What were the most challenging or confronting situations you experienced while there?

Patients were often very shy, due to me being from a different culture and more often than not did not speak any English. The translation was always required in relation to completing patient assessments and treatment sessions. I also sometimes found that we used different therapy techniques in the UK compared to Vietnam.

I went travelling for two weeks on my own once my placement had finished and encountered a few challenges, particularly in regards to figuring out train and bus timetables, where to buy food and making friends.

Dooley, Chloe

How do you think experiences like that changed your approach to your career?

It allowed me to develop my non-verbal communication skills which have been helpful when working with patients in my current role who might struggle to understand verbal communication. 

It also allowed me to appreciate the facilities we had access to in the UK as we often moan about a lack of funding or access to resources, but in comparison to what was available in Vietnam, we are very lucky. 

I also think it helped me to develop my confidence and independence in overcoming the challenges of solo travel and placement so far away from home. This experience has 100% benefitted me in knowing I can handle the challenges that life throws at me.

Dooley, Chloe

So, what happened once you graduated? What’s your current role?

I was lucky enough to secure a rotational job working in Cardiff and Vale UHB. I’ve been based in the community for my first 6 months and I’m now moving to work in critical care. 

In what ways has your Work the World experience in Vietnam contributed to what you’ve achieved so far in life and in your career?

> [Data provided]:

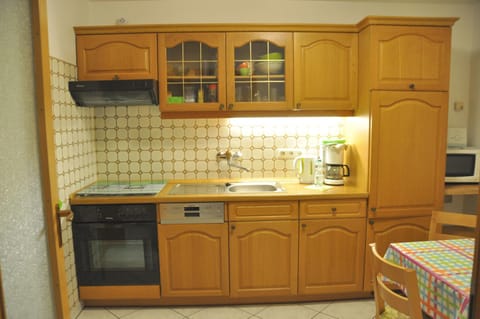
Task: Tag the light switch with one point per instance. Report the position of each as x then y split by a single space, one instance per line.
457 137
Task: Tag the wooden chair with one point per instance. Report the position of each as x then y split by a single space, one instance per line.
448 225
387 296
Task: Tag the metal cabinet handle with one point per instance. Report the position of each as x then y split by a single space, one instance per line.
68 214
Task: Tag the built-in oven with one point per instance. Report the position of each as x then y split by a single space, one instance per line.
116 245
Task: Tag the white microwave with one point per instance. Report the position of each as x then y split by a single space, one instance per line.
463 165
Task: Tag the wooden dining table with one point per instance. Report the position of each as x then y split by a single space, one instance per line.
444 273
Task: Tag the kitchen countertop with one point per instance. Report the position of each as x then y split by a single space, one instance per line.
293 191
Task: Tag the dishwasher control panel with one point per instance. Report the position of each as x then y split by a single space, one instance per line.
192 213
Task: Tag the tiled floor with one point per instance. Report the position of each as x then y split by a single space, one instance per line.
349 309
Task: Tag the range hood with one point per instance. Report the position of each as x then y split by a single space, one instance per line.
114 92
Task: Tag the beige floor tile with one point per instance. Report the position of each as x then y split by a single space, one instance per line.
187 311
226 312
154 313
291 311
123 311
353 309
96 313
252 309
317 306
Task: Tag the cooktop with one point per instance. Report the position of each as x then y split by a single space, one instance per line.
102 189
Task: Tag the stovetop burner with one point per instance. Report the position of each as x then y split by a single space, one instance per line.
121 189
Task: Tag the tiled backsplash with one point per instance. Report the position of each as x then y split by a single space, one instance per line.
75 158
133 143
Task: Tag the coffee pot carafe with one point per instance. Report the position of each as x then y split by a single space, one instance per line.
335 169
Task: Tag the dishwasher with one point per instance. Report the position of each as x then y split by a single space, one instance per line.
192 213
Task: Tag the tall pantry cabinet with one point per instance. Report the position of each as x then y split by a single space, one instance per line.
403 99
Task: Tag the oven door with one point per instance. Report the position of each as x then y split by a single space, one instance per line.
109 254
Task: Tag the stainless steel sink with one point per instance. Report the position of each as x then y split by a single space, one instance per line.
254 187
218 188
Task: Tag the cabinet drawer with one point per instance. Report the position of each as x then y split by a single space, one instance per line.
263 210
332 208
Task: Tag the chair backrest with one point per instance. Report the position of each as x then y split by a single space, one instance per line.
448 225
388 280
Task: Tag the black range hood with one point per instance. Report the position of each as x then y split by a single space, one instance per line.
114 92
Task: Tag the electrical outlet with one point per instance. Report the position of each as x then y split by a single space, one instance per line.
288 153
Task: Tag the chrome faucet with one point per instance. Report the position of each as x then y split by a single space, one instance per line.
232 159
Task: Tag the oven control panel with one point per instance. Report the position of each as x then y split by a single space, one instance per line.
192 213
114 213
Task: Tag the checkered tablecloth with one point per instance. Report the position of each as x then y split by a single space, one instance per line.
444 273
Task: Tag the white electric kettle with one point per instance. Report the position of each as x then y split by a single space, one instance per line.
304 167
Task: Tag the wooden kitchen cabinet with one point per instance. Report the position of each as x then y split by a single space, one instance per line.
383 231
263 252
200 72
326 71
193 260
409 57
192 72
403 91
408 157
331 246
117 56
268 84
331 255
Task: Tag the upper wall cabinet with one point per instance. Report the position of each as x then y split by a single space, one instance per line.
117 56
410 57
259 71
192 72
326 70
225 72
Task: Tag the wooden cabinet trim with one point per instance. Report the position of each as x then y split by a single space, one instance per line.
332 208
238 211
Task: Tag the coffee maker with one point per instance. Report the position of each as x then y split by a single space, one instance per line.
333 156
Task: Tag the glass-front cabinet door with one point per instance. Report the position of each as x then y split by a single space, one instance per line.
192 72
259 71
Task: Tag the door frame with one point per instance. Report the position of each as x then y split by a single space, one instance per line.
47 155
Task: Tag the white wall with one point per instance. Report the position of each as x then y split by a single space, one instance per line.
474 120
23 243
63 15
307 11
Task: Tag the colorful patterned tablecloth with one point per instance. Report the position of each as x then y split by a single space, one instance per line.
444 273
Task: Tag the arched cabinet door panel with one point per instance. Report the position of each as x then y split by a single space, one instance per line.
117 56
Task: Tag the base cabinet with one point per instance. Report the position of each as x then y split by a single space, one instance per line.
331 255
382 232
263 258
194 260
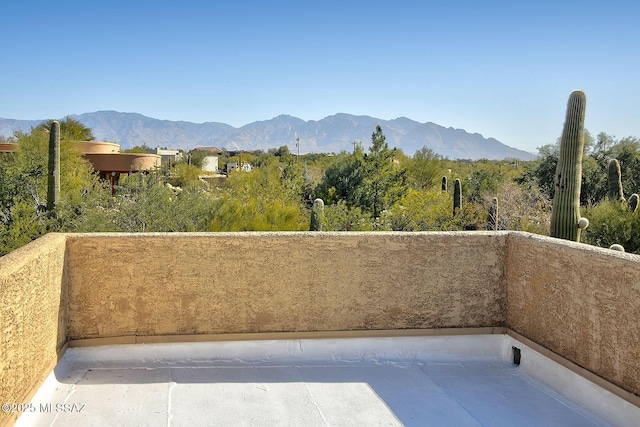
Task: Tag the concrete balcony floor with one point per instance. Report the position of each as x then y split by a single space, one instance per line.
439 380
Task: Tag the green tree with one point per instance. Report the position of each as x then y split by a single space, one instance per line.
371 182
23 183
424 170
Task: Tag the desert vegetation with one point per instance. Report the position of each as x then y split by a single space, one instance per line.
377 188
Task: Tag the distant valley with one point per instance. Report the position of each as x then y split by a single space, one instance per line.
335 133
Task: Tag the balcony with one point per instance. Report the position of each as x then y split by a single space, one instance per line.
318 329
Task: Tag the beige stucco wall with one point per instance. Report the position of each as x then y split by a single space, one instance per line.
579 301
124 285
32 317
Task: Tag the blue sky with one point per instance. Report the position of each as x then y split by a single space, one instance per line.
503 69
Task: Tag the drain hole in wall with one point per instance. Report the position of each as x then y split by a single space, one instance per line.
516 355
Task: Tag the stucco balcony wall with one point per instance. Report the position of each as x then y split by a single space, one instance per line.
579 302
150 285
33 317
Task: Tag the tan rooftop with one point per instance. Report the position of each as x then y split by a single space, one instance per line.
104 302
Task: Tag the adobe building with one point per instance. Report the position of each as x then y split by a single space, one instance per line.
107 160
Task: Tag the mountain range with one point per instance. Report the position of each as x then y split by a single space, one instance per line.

> [Task 1]:
In the interview about the Vietnam placement, how long did the interviewee travel alone after the placement ended?
> [Task 2]:
Continue the interview about the Vietnam placement, beginning with a reply to its final question.
The records have no connection to the interview about the Vietnam placement.

> [Result 1]:
Two weeks.

> [Result 2]:
I was definitely able to pull on some of the skills and experiences I’d had in Vietnam, in particular during job interviews. Being able to reflect on these was incredibly useful. It has also really boosted my passion for travel. I cannot wait to get back out and explore the world some more.

Dooley, Chloe

What are your ambitions for the future? 

I would love to be able to take my physiotherapy skills overseas again at some point as I think there's so much for us to learn and for us to share - possibly once I’ve got a good few years of experience under my belt. I’m still undecided on a speciality area I might like to go into, but for now, I just hope to enjoy my rotations, and enjoy spending time helping patients to work towards their goals and grow my clinical skills. I’d also love to return to Vietnam in the future as the country really does have a special place in my heart. 

Dooley, Chloe

And lastly, do you have any words of encouragement for students thinking about undertaking an overseas physiotherapy placement?

I would just say 100% go for it! Despite the challenges it threw at me, I developed so many skills and I had experiences I wouldn’t have had if I had stayed in the UK. 

It really is a once-in-a-lifetime experience that will definitely be a good stepping stone for the rest of your career.